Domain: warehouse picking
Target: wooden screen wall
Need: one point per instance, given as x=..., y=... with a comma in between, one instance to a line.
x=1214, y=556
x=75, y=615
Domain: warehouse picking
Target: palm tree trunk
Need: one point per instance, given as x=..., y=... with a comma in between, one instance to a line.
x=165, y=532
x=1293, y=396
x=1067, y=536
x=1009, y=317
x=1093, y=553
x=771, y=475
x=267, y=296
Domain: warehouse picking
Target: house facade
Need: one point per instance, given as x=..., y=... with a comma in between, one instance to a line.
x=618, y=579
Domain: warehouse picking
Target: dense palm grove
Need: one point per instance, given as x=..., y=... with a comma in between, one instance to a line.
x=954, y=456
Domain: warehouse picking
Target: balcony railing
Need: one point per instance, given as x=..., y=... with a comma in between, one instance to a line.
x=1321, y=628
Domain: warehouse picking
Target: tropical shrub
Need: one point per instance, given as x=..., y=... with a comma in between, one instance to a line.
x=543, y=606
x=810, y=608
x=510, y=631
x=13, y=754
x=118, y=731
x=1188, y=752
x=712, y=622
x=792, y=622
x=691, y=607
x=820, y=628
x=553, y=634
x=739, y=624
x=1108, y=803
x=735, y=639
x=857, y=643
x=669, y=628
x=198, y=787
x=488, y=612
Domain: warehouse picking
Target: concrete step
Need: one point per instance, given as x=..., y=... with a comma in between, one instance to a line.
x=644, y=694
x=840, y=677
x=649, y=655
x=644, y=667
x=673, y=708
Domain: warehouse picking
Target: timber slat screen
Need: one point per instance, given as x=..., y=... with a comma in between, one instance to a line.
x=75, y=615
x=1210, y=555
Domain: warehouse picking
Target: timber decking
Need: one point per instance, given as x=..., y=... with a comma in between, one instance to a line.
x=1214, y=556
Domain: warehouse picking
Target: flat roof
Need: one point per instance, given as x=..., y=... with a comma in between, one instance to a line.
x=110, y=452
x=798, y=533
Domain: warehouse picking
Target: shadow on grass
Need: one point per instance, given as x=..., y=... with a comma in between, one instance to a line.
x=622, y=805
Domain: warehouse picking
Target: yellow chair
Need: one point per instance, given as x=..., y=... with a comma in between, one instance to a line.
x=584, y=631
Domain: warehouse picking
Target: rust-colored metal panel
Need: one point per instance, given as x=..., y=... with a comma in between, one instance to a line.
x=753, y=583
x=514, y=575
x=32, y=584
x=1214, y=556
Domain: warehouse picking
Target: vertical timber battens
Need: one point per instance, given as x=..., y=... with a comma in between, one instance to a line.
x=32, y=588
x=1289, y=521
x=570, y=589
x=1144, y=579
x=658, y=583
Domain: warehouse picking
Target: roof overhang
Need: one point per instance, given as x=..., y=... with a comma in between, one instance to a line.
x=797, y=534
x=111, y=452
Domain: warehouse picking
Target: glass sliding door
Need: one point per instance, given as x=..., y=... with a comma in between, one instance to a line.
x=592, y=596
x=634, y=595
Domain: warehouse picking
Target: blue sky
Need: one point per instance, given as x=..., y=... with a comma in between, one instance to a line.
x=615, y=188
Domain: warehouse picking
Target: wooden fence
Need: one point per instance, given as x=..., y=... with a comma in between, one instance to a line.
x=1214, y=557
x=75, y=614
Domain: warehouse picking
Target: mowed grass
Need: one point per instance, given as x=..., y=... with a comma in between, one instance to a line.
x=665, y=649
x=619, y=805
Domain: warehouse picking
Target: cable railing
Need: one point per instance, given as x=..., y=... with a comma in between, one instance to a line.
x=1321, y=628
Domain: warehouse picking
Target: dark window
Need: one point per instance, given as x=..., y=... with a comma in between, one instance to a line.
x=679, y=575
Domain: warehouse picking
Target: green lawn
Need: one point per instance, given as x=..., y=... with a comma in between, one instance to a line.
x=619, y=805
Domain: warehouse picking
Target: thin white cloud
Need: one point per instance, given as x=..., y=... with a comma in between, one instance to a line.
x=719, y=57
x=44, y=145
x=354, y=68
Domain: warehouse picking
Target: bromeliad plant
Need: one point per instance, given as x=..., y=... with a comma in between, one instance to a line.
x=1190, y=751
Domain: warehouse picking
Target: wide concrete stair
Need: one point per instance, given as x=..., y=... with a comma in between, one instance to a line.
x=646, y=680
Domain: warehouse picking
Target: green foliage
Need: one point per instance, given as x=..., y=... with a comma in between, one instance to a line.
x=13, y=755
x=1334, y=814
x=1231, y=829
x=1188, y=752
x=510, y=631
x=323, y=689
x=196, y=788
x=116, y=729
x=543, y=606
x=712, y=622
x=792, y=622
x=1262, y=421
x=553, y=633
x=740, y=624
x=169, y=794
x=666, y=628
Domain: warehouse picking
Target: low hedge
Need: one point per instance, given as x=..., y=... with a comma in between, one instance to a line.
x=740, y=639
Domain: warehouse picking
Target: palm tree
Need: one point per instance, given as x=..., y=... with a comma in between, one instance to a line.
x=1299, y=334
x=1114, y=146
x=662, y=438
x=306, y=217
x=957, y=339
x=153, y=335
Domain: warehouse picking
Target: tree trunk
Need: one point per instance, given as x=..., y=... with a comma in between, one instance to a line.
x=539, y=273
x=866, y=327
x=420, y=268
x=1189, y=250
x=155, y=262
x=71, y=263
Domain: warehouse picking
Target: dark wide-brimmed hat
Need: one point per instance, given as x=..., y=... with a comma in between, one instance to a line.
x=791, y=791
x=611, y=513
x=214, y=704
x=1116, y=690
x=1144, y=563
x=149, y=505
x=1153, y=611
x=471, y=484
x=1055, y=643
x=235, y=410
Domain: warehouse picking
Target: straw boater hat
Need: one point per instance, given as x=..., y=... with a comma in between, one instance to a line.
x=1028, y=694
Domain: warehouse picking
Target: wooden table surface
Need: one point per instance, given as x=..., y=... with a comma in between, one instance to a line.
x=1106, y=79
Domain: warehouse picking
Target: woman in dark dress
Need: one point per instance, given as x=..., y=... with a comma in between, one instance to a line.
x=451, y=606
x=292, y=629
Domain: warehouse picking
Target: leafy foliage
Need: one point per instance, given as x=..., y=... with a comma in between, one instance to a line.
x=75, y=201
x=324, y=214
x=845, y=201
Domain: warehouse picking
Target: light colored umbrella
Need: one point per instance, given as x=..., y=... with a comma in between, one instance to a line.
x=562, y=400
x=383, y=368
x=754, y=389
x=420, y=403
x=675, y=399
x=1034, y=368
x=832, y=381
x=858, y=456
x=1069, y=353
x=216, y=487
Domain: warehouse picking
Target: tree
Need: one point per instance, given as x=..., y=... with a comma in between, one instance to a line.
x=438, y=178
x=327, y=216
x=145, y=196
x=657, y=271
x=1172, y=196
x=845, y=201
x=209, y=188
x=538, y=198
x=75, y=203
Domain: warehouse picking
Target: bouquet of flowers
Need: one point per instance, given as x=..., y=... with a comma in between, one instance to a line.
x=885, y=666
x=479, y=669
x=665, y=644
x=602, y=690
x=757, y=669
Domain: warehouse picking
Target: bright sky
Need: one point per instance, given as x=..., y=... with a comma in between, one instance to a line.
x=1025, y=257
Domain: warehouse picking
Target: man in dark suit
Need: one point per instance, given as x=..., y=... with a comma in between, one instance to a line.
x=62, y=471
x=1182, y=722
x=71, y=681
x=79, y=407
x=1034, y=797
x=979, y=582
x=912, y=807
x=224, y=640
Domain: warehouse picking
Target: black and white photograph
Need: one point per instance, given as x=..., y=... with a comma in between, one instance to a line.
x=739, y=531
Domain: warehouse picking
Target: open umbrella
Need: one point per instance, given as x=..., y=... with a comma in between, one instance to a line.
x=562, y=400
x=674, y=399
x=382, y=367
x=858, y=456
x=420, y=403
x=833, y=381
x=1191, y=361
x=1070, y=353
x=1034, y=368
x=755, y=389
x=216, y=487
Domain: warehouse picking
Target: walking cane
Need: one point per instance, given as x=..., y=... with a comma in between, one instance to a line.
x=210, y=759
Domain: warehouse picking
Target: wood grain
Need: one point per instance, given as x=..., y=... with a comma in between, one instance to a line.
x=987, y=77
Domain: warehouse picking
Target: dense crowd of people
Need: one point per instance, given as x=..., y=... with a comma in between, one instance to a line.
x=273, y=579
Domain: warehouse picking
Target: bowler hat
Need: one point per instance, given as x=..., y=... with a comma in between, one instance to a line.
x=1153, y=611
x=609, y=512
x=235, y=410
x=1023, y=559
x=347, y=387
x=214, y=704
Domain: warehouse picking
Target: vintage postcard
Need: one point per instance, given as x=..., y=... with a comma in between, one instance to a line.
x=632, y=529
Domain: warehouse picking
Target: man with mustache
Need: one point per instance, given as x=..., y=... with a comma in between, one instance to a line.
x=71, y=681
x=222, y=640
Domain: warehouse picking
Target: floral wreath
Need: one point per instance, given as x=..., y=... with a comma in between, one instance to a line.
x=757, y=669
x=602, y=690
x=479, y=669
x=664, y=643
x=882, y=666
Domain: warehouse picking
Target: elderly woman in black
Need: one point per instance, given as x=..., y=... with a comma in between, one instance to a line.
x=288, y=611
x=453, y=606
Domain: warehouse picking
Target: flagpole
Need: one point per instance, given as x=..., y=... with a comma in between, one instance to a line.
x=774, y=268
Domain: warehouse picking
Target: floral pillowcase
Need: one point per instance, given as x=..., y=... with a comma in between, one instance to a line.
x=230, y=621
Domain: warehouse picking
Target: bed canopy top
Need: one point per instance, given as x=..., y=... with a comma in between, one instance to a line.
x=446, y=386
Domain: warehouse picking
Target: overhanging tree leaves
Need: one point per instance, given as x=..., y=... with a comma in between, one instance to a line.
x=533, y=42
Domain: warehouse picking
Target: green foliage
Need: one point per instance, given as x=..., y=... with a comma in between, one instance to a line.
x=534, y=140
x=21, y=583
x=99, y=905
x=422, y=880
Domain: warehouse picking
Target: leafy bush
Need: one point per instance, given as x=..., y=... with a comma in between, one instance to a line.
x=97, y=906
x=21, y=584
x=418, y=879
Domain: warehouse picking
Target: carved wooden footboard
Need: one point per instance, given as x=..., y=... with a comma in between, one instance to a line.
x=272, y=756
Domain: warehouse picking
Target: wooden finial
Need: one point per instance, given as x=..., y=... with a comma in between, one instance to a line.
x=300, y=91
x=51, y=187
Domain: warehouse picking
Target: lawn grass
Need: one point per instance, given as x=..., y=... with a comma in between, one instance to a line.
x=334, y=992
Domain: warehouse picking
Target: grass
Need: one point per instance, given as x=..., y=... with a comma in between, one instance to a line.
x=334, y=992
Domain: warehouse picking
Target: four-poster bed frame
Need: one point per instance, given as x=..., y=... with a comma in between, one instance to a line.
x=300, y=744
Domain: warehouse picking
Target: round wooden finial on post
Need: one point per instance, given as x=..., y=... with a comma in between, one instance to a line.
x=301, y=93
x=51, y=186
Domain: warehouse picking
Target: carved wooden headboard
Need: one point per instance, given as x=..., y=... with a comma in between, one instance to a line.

__The exercise__
Show each line of the material above that contains the string "dark".

__Task response__
Target: dark window
Target: dark wide-brimmed hat
Target: woman in dark dress
Target: man in dark suit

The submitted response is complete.